[Provided text]:
::::::::::

BLOOMING FLOWERS – Colour, Shape, Texture

Students explore flowers and use watercolour paints over oil pastels or crayons to create a resist painting.

Required Time

60 Minutes

Grade Level

Pre-Kindergarten to Grade 1

Subject

Language Arts
Science
Visual Arts

Vocabulary

colour resist painting shade shape value

Materials

Oil Pastels Coloured Pencils Crayola Marker and Watercolour Paper Fresh Flowers Vase Mirror Plate Watercolour Paints Paint Chips Paint Brushes Water Containers Clipboard

Steps

BLOOMING FLOWERS – Colour, Shape, Texture - Step One

Step One

  1. Look closely at all the things on the flower centre table.
  2. What colours do you see?
  3. What kinds of flowers do you see?
  4. What materials would you like to work with?
BLOOMING FLOWERS – Colour, Shape, Texture - Step Two

Step Two

  1. Look closely at the flowers.
  2. Be a flower detective!
    - What do you notice about the colours?
    - What shapes do you see?
    - What colours will you use to draw the flowers?
    - How can you show 2 different shades of green in the stems of your flowers?
    - How can you show the different textures?
  3. Remember to keep looking at the flowers as you draw.
BLOOMING FLOWERS – Colour, Shape, Texture - Step Three

Step Three

  1. Use watercolours to paint over your drawing. Think about:
    What will happen if you paint over your drawing?
    ​- What colours of paint will you use? Why?
    - What will happen if you paint over the oil pastel?
    - What will happen if you paint one colour over another colour of paint?
  2. Set your picture aside so it can dry.
     
BLOOMING FLOWERS – Colour, Shape, Texture - Step Four

Step Four

  1. Look at your painting from a distance.
    - What happened when paint colours overlapped each other? Why?
    - What happened when the paint went over the oil pastel? Why?
    - Which flowers do you like the best? Why?
    - Who would love this picture? Why?

     

Learning Goals

Students will be able to:

  1. Create a resist painting;
  2. Work independently and self-regulate;
  3. Create personal responses to the centre materials;
  4. Share their ideas with peers; and
  5. Demonstrate a sense of accomplishment.

Extensions

Science Exploration Centre

  1. Set up a centre in your room where students can grow flowers and observe them on a daily basis.
  2. Have students:
    - take responsibility for watering and caring for the flowers as they grow
    - document the growth and changes they observe on large chart paper
    - use magnifying glasses and children’s science books to explore ideas about flowers
    - make connections with posters that show a variety of flowers and their life cycles
    ​- share their learnings with peers.

::::::::::

[Excerpts of bounding box data]:
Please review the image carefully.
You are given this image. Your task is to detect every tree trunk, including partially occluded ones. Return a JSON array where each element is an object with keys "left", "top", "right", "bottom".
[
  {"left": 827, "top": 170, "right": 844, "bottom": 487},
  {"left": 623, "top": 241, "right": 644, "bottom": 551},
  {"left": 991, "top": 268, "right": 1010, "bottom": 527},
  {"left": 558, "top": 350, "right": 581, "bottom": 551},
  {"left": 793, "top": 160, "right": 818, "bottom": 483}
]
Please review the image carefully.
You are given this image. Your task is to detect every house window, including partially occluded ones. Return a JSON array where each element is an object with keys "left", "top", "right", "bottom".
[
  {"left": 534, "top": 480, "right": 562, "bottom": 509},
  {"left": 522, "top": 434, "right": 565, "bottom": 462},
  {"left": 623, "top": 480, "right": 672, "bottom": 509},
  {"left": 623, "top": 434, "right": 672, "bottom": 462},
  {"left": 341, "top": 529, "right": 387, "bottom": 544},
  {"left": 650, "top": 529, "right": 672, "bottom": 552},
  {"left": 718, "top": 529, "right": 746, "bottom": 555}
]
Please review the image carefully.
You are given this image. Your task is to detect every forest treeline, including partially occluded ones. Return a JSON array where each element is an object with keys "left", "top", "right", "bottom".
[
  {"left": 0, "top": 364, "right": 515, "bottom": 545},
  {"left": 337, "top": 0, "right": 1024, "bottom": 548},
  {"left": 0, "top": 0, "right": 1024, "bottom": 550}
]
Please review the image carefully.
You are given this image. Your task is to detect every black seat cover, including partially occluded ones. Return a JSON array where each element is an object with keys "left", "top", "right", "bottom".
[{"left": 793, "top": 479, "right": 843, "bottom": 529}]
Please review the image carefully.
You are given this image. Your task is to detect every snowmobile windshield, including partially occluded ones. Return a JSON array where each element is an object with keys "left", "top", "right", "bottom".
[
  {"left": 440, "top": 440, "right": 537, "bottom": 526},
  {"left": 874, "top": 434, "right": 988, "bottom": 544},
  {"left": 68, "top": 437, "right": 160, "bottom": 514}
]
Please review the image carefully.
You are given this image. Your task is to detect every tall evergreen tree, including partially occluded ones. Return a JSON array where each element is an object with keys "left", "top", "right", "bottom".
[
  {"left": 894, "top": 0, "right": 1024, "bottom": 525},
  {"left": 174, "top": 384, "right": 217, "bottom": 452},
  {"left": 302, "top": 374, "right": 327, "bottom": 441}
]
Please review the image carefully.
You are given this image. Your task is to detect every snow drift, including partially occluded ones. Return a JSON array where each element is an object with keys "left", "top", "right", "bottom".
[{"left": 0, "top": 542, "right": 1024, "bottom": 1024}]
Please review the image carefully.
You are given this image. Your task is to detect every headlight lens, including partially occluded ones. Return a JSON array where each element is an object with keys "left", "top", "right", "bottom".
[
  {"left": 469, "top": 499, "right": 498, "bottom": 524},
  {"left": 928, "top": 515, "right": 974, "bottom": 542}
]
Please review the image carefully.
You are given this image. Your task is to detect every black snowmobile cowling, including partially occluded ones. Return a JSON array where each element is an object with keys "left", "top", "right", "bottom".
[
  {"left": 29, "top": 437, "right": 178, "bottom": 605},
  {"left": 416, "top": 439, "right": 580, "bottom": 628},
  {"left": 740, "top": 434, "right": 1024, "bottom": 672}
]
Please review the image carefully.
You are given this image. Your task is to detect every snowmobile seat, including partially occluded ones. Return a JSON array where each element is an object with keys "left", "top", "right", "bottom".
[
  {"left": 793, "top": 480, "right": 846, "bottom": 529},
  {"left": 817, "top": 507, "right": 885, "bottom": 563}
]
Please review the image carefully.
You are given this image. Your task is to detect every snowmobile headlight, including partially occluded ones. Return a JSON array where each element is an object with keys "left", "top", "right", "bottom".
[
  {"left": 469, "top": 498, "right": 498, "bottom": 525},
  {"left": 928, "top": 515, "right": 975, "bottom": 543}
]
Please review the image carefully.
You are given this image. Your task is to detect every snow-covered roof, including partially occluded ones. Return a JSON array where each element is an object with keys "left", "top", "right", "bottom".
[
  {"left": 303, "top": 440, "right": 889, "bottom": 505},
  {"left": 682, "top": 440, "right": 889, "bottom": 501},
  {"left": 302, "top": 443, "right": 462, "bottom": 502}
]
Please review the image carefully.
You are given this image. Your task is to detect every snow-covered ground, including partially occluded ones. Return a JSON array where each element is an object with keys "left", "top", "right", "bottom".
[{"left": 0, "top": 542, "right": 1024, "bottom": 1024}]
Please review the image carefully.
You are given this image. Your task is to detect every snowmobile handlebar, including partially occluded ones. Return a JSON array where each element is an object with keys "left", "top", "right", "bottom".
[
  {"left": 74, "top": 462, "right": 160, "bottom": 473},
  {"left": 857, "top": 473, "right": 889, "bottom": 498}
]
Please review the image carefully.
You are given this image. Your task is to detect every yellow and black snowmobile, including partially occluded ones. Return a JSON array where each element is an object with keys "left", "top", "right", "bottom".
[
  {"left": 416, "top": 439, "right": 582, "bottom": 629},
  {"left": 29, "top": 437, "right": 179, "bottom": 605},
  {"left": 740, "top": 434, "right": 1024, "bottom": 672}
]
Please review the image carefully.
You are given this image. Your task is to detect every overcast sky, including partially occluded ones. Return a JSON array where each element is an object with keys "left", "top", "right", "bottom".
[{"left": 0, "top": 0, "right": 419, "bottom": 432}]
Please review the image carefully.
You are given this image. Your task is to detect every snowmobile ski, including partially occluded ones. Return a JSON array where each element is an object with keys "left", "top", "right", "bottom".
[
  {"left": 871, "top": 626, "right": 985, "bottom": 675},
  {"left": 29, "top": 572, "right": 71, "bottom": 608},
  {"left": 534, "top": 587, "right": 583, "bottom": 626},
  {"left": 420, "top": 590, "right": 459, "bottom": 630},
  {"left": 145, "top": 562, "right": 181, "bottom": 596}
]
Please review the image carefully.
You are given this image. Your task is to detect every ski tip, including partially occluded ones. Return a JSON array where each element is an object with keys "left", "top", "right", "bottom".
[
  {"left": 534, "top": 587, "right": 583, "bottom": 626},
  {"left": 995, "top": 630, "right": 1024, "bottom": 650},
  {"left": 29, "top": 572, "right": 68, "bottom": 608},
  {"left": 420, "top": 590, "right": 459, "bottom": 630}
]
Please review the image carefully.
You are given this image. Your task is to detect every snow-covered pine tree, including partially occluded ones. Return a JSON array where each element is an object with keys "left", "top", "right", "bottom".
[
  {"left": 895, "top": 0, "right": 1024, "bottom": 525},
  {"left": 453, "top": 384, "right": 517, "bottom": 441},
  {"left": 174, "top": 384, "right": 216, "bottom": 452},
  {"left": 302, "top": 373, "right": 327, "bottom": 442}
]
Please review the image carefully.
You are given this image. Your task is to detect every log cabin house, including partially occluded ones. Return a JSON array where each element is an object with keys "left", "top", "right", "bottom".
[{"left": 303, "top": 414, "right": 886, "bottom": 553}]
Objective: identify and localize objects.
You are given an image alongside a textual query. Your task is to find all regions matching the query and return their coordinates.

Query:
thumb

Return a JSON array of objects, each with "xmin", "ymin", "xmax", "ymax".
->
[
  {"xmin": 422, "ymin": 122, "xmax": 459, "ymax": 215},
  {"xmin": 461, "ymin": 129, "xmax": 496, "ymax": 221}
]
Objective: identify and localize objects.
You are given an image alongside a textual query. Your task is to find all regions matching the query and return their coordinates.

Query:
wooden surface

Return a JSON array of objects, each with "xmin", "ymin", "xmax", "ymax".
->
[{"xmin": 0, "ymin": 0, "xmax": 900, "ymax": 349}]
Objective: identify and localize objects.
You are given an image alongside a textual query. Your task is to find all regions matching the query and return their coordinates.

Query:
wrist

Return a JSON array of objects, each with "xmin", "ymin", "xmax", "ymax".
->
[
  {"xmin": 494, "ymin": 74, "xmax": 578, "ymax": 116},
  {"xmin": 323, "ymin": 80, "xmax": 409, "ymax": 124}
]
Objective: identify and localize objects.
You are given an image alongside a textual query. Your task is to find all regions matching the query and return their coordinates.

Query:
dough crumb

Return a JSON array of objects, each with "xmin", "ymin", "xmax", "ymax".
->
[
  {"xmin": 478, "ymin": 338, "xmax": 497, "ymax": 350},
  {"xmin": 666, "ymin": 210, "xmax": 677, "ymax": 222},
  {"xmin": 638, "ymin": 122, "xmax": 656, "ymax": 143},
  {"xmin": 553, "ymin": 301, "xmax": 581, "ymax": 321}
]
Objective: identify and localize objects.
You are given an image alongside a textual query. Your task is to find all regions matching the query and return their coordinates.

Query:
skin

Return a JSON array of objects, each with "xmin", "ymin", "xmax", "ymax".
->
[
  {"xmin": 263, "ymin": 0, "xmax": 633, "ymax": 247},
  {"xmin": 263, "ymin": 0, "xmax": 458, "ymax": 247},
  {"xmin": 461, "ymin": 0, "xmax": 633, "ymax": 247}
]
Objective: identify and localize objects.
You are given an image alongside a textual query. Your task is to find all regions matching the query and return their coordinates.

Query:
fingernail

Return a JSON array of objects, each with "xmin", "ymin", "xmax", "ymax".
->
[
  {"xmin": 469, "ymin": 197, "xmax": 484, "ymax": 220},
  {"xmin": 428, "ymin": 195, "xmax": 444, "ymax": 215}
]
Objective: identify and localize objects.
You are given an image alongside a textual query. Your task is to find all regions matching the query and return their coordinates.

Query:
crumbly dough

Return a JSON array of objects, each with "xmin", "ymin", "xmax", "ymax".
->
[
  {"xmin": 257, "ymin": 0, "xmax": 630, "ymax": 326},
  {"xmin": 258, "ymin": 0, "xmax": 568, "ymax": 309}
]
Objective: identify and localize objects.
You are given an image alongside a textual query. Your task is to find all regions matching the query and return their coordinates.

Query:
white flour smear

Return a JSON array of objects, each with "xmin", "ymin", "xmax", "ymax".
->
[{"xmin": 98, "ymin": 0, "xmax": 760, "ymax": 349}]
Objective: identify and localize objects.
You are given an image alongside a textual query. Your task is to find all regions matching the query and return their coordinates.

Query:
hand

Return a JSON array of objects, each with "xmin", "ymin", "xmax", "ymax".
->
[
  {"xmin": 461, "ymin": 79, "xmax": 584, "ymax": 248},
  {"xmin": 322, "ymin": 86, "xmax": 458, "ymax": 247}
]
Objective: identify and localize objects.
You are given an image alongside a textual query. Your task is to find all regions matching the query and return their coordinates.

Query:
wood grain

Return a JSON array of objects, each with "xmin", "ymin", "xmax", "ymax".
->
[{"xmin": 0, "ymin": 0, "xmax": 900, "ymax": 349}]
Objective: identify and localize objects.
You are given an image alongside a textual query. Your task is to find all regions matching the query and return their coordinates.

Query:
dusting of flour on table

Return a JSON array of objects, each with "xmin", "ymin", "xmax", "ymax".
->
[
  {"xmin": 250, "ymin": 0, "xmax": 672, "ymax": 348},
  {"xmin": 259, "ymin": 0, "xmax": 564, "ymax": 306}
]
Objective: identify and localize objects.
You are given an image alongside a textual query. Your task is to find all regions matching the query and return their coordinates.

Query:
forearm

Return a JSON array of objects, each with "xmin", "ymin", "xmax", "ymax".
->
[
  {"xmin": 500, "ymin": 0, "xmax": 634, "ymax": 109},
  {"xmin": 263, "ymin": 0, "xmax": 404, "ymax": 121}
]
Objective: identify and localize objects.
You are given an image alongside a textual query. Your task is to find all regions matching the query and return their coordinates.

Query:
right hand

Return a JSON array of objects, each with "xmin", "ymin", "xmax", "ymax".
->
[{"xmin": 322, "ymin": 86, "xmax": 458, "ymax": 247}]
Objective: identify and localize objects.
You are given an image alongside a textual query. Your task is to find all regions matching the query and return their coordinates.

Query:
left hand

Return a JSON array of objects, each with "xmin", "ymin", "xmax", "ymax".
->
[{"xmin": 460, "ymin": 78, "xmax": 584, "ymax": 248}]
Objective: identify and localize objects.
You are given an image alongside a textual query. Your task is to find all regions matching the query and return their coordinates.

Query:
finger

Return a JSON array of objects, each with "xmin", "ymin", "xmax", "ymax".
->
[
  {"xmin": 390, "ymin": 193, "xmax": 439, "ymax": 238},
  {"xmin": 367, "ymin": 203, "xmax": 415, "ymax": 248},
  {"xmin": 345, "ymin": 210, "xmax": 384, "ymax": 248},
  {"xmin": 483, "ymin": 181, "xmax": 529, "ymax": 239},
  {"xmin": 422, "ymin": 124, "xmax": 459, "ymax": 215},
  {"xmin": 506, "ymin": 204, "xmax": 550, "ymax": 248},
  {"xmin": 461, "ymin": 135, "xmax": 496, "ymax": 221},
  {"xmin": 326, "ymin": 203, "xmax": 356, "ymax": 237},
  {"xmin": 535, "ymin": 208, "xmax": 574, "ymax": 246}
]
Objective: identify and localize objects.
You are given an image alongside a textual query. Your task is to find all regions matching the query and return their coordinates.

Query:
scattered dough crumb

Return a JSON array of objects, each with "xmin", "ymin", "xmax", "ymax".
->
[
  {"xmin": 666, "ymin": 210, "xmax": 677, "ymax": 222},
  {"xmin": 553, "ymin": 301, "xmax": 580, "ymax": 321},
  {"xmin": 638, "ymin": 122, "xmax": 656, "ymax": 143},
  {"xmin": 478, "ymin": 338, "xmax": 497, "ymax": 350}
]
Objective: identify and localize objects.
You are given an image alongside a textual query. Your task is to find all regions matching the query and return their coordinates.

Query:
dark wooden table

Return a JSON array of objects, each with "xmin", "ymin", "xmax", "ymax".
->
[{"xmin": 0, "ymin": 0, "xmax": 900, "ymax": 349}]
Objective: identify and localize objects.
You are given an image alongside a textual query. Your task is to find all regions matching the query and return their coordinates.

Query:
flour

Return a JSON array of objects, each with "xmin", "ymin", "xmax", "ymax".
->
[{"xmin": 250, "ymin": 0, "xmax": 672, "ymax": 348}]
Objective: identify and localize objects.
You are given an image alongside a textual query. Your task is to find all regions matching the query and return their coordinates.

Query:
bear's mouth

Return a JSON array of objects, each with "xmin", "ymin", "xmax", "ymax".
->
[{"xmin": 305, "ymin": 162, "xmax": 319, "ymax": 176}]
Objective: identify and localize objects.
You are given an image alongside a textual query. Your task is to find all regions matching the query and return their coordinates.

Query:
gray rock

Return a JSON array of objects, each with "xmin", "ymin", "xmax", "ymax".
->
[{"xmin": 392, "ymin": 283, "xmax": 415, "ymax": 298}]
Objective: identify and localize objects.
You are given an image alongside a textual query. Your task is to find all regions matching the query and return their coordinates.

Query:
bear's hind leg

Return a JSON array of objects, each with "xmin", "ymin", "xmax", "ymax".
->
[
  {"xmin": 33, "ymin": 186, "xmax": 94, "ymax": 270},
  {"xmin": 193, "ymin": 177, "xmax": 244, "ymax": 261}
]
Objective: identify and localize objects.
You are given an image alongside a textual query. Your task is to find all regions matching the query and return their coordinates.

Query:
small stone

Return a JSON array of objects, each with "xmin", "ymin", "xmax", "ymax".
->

::::::::::

[The request]: Summarize the flower painting lesson in two sentences. The data plays no part in the task.

[Complete output]: In a 60-minute lesson for pre-kindergarten to grade 1, students look closely at flowers, draw them, and paint over the drawing with watercolors to create a resist painting. Afterward, they view the painting from a distance and consider what happened when the paint overlapped or covered the oil pastel, and an extension has them grow and observe flowers at a science exploration center.